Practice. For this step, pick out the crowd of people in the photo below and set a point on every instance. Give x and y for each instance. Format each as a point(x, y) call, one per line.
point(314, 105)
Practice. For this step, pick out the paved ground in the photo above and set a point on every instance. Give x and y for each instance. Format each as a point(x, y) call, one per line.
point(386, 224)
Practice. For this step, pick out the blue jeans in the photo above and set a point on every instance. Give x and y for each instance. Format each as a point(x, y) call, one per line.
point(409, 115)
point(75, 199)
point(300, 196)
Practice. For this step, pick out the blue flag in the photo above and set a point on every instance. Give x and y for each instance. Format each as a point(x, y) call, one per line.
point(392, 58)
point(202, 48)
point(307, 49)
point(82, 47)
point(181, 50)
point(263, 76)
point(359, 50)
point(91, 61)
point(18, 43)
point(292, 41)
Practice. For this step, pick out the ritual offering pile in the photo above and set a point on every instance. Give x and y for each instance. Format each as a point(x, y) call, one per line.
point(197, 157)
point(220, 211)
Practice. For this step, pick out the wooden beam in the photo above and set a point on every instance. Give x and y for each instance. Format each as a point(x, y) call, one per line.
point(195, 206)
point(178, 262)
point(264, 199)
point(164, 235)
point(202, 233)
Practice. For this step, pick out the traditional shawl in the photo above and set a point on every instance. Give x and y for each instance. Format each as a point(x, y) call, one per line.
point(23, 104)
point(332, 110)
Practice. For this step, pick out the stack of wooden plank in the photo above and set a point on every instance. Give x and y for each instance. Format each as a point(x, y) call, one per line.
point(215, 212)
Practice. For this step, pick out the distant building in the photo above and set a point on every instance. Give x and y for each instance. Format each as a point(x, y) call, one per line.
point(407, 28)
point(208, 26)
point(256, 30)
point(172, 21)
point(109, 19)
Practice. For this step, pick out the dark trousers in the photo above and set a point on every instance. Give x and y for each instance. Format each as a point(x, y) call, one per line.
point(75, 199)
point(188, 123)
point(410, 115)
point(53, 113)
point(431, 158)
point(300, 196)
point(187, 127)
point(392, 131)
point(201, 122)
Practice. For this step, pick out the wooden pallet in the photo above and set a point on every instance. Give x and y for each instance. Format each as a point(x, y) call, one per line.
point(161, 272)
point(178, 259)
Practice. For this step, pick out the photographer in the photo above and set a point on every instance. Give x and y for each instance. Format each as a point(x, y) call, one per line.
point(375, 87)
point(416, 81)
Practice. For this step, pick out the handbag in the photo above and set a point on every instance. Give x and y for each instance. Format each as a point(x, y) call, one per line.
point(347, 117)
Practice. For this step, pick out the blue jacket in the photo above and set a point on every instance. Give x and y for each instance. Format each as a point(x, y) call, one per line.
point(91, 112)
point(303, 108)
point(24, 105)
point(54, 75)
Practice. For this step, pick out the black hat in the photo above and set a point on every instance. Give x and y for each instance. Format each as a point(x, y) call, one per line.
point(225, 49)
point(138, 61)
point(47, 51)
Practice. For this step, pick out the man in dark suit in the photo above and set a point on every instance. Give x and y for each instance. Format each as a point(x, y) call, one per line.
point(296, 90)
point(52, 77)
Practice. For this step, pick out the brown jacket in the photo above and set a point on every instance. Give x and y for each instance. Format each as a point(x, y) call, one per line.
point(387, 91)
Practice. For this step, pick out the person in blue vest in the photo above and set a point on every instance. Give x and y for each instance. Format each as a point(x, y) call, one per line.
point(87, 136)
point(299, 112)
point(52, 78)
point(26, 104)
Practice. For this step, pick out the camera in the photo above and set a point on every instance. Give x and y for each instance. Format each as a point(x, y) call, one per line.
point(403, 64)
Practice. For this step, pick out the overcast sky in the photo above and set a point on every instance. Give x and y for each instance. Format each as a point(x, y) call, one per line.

-=-=-

EXERCISE DIRECTIONS: The answer should reproduce each entry above in full.

TASK OUTPUT:
Practice. For this step, pick out the crowd of people in the photo below and set a point on every instance. Give x and y for each instance. Format each as a point(x, y) call, one per line.
point(314, 105)
Practice. For this step, pick out the paved ground in the photo above and set a point on every instance. Give x and y for each instance. Format each as a point(x, y) call, one per line.
point(386, 224)
Practice. For this step, pick out the blue jeans in the photo above and set a point on every instance. Give x and y for each instance. Format each as a point(x, y) call, one per line.
point(409, 115)
point(75, 199)
point(300, 196)
Practice. For this step, pick out the blue flag in the photo above and set a point on every instance. Give x and y for each instance. Format each as a point(x, y) call, one per line.
point(392, 58)
point(202, 48)
point(307, 49)
point(82, 47)
point(181, 50)
point(263, 76)
point(359, 50)
point(91, 61)
point(18, 43)
point(292, 41)
Practice. For this step, pick out the ritual offering pile in the photo above and set a point on every instance. Give x and y for each instance. Format each as a point(x, y) call, one per line.
point(197, 157)
point(220, 211)
Practice. For this step, pick out the wooden beam in the photo above and set a point on every instance. Give x and y for each instance. Format each as a point(x, y) call, one per line.
point(195, 206)
point(178, 262)
point(264, 199)
point(164, 235)
point(202, 233)
Practice. For this step, pick out the traditional shawl in the photo above and set a point on every instance. Give x and y for each instance. Format each as a point(x, y) call, one per line.
point(23, 104)
point(332, 110)
Practice. For this step, pick out the stack of wooden plank in the photo above and set a point on every instance. Give x and y for each instance. Format each as a point(x, y) call, one per line.
point(215, 212)
Practice. For this step, pick out the distant building in the photo above and set a point on every instance. Give x and y for each instance. Format each as a point(x, y) call, one per line.
point(407, 28)
point(208, 26)
point(256, 30)
point(172, 21)
point(109, 19)
Practice. For this step, pick out the dark trousers in the photo above and set a point on every instance. Give x and y for each instance. Format each as a point(x, y) call, one per line.
point(75, 199)
point(188, 123)
point(410, 115)
point(53, 113)
point(431, 158)
point(300, 196)
point(187, 127)
point(392, 131)
point(201, 122)
Practice. For this step, pick out the wooden pallet in the photo above and set a point on every instance. Give x and y for each instance. Format each as a point(x, y) call, one per line.
point(161, 272)
point(178, 259)
Practice. For this step, pick out the photographer in the photo above and set a point on every instance. Give x and y for each instance. Format each as a point(x, y) call, one per line.
point(375, 87)
point(416, 81)
Practice. For this step, pick out the handbag in the photo above and set a point on every instance. Give x and y for each instance. Format each as a point(x, y) call, one per line.
point(347, 117)
Practice. For this step, pick out the blue jacket in the photo above and set a point on every instance. Give x and y for each instance. Format each as a point(x, y) call, one per line.
point(91, 112)
point(303, 108)
point(24, 105)
point(54, 75)
Practice. For this step, pick out the black hat in the photo above and set a point on every instance. Give x and y for each instance. Format each as a point(x, y) call, one per line.
point(225, 49)
point(138, 61)
point(47, 51)
Practice. For this step, pick out the man in dark suit in the photo above and set a point on every instance. Give x and y for each instance. Format each as a point(x, y) call, one per line.
point(296, 90)
point(52, 77)
Practice. For this step, pick out the brown jacket in the photo above and set a point on every instance. Give x and y for each instance. Format each as a point(x, y) call, one per line.
point(387, 91)
Practice. For this step, pick out the person in blue vest in the photo above and set a point on every instance. Give x and y for each instance. Format each as a point(x, y) call, one per line.
point(87, 136)
point(299, 112)
point(52, 78)
point(26, 104)
Practice. For this step, pick out the camera in the photo above and set a point on every instance. Give x and y for each instance. Format each as a point(x, y) call, one per line.
point(403, 64)
Practice. For this step, pick out the overcast sky in the photo above and set a point on every instance. Give x and y for each instance. Format each as a point(x, y) call, one per line.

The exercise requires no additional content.